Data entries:
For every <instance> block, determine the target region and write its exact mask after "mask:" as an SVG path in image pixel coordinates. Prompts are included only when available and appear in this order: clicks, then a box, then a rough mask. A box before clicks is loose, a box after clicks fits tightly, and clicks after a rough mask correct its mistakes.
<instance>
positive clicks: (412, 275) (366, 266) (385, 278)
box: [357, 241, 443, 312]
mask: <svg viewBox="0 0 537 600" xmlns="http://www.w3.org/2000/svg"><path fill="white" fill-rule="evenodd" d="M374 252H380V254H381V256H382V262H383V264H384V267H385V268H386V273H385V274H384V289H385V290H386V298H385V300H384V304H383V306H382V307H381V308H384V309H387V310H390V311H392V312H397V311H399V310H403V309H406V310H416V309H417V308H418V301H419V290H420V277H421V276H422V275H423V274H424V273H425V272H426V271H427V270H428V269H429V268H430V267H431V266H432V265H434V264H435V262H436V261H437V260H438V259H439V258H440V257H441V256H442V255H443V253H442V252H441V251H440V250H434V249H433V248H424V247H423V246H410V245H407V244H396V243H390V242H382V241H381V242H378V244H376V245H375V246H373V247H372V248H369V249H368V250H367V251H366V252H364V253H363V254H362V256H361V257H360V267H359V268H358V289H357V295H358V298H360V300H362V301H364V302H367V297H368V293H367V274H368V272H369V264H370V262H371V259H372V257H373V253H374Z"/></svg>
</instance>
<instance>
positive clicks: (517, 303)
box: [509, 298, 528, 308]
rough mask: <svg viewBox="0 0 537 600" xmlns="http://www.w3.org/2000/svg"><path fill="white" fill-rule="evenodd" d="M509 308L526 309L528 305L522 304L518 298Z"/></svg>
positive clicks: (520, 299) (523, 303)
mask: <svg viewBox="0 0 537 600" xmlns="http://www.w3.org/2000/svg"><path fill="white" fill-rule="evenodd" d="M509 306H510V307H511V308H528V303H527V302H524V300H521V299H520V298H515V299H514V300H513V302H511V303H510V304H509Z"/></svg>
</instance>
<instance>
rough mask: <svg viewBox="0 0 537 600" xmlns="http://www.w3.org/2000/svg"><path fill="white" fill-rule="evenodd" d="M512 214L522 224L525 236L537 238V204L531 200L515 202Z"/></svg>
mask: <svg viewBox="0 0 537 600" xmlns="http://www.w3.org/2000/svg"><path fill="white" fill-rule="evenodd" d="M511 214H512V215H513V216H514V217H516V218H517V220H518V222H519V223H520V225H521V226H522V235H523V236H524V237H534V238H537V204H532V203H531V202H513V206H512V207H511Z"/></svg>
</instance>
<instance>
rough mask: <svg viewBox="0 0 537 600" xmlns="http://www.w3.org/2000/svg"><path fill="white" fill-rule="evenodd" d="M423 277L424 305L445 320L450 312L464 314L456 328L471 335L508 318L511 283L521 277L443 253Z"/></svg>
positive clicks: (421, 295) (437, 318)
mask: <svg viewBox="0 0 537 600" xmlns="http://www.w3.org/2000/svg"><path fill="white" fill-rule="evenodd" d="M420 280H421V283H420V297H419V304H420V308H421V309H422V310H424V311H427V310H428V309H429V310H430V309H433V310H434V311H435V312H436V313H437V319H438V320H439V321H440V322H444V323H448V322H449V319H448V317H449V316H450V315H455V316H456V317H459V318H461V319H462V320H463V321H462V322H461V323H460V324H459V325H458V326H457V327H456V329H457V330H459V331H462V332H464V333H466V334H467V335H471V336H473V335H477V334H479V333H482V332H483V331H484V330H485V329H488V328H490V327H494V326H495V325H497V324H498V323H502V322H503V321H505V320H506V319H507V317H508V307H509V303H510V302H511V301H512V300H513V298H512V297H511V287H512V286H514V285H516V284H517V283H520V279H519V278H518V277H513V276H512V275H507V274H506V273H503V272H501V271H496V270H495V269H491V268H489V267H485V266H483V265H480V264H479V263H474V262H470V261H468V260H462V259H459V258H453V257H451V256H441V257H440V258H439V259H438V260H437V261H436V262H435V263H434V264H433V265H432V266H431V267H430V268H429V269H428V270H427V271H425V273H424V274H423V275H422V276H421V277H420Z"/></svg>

→ **Task brief**
Please set down again, word for word, only the lines from the start of the entries through the line with "positive clicks: (412, 275)", both ends included.

→ **Result of this exercise**
For every <instance> block, determine the target region and write its exact mask after "mask:" as an SVG path in image pixel coordinates. Prompts are included only when available and appear in this order: clicks, then a box, then a rough mask. A box before clicks is loose, a box after clicks fits tightly, and clicks after a rough mask correct its mistakes.
<instance>
positive clicks: (412, 275) (366, 266) (385, 278)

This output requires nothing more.